#### EXERCISE SET:
1. Please list every activity that Sam suggests, in the Sam Wilkinson interview, as a way to take time out.
2. From the Sam Wilkinson interview, write out the passage from "It's been amazing" up to and including "experience so far.", word for word.

#### DOCUMENT TEXT:
============

This is Not So Status Quo, a series where we shine a light on YOTEL crew members who work hard to challenge the status quo in whatever they do. First up is Design Manager Sam Wilkinson at London HQ. Keep reading to find out more!
HEY SAM! TELL US A BIT ABOUT YOUR ROLE AT YOTEL AND WHAT YOUR DAY-TO-DAY LOOKS LIKE.
My role is Design Manager in our business development and tech services team at London HQ. I get to see all the potential projects YOTEL is looking to sign – then work with our partners to get them off the ground and have them end up as ‘YOTEL’ as we can get them. I also look at the wider design aspects of new hotels, everything from pool concepts to looking at light layouts in every room, so my day-to-day is an interesting mix!
It's been amazing to end up at YOTEL where I can focus on the bigger vision of the brand instead of the more project-based work I’ve done in the past. I get to work with a lot of amazing people outside the industry in this role too, so it’s been a great experience so far.
HOW DO RUNNING AND FITNESS HELP YOU CHALLENGE THE STATUS QUO?
Running's always been a part of my routine which keeps me in a good headspace. It helps bring good energy with me to work, and also in my personal life. Taking part in bigger races and marathons has taught me to be consistent and to always push myself. Hospitality has a reputation for being a tiring space to work in and I think we can all be victims of that at times. By carving out time to go for a run, I can claim part of my day back so I’m not always working on someone else’s agenda. Whether it’s running or another hobby, just taking the time out is important. Go for a walk or find a park and do some yoga – whatever you’re into! Those small things can make such a big difference to our health and well-being. It’s all in the balance.

============

#### EXCERPTED RECORDS:
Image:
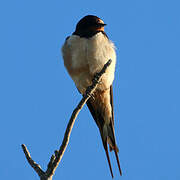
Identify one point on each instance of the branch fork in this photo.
(58, 154)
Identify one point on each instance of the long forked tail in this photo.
(105, 144)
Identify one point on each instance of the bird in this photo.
(84, 53)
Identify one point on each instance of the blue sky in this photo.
(37, 96)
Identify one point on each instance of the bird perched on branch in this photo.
(85, 52)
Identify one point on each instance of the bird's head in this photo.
(89, 26)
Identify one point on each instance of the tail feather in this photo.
(109, 162)
(117, 159)
(100, 107)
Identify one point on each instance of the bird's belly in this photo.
(88, 58)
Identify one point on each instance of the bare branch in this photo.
(33, 164)
(56, 158)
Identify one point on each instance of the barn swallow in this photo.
(85, 52)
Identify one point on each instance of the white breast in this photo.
(88, 56)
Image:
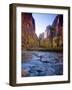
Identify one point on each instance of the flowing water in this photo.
(38, 63)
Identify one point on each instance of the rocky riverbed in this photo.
(38, 63)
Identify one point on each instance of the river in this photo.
(38, 63)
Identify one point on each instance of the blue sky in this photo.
(42, 20)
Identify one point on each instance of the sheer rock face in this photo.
(29, 38)
(53, 34)
(58, 25)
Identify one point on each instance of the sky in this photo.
(42, 21)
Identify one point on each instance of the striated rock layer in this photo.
(29, 37)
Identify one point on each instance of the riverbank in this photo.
(46, 49)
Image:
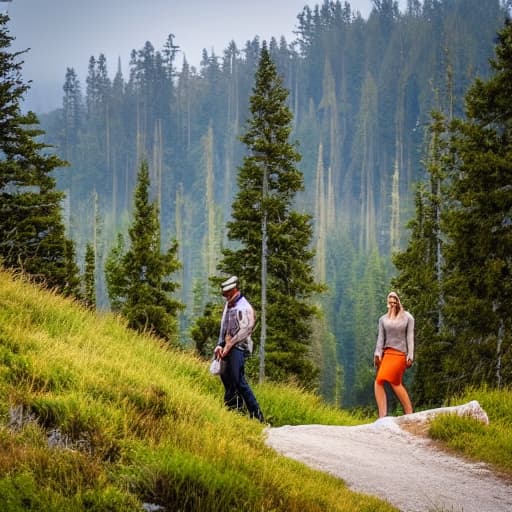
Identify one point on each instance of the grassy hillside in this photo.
(95, 417)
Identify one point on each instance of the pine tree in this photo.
(139, 280)
(89, 277)
(478, 266)
(268, 229)
(419, 266)
(32, 236)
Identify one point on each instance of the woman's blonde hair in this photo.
(400, 307)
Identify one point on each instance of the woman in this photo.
(394, 353)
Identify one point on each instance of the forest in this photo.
(373, 103)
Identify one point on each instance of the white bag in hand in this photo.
(216, 367)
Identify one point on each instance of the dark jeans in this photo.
(237, 390)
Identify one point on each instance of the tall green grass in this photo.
(488, 443)
(95, 417)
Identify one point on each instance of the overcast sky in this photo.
(65, 33)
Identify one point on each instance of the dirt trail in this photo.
(384, 460)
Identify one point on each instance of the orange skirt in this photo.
(392, 367)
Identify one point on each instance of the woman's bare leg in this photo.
(403, 396)
(380, 398)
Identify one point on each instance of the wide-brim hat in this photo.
(229, 284)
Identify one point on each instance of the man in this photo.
(234, 346)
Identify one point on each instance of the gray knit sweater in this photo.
(397, 333)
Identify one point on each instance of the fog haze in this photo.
(66, 33)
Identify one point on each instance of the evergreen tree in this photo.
(89, 277)
(419, 266)
(32, 234)
(262, 212)
(139, 280)
(478, 265)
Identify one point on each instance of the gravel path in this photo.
(383, 460)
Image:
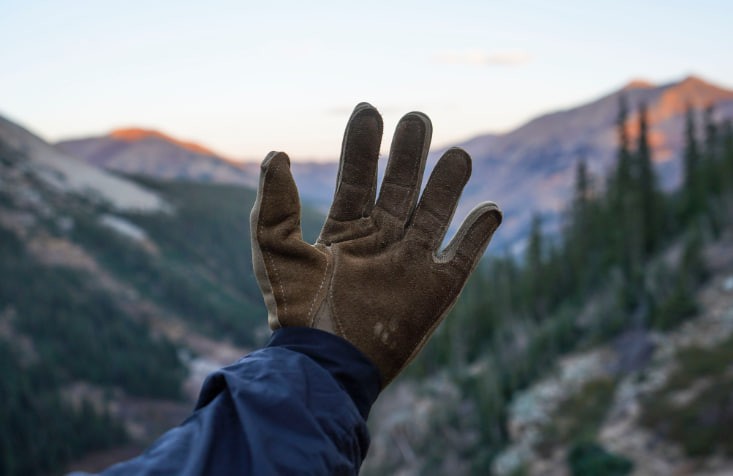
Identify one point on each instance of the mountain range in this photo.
(527, 170)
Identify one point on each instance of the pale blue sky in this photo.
(247, 77)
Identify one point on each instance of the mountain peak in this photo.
(693, 80)
(638, 84)
(135, 134)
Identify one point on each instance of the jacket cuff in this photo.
(356, 374)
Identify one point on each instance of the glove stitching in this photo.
(332, 302)
(419, 345)
(311, 316)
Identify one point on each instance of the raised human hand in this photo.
(376, 275)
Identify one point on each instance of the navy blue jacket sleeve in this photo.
(297, 406)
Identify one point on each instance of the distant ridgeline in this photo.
(520, 315)
(86, 293)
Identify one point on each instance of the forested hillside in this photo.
(625, 272)
(106, 313)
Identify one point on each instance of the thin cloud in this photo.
(480, 57)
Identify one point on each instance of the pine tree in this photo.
(693, 191)
(713, 182)
(647, 187)
(534, 266)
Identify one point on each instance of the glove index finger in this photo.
(276, 213)
(357, 177)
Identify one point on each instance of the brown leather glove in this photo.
(376, 276)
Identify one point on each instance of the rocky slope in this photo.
(527, 170)
(118, 297)
(616, 393)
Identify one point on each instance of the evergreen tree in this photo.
(713, 180)
(693, 189)
(647, 184)
(535, 266)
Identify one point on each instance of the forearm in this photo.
(298, 406)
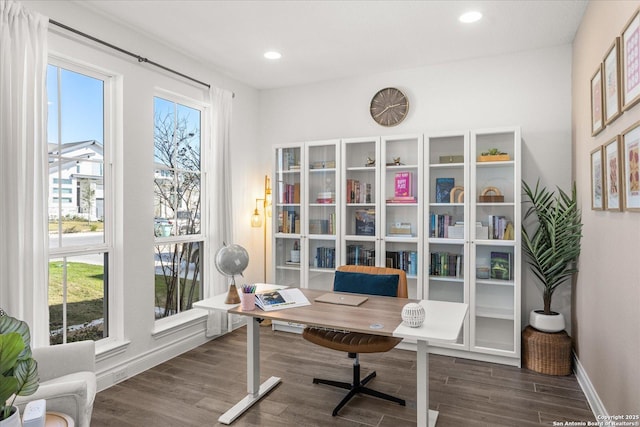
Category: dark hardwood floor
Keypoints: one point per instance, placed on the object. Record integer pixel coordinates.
(195, 388)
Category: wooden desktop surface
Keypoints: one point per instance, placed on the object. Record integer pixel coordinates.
(377, 310)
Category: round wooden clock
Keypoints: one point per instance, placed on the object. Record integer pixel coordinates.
(389, 106)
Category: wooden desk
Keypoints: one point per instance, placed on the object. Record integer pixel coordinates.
(377, 316)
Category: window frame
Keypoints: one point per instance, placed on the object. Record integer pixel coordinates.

============

#### ANSWERS:
1.
- Running
- Going for a walk
- Finding a park and doing some yoga

2.
It's been amazing to end up at YOTEL where I can focus on the bigger vision of the brand instead of the more project-based work I’ve done in the past. I get to work with a lot of amazing people outside the industry in this role too, so it’s been a great experience so far.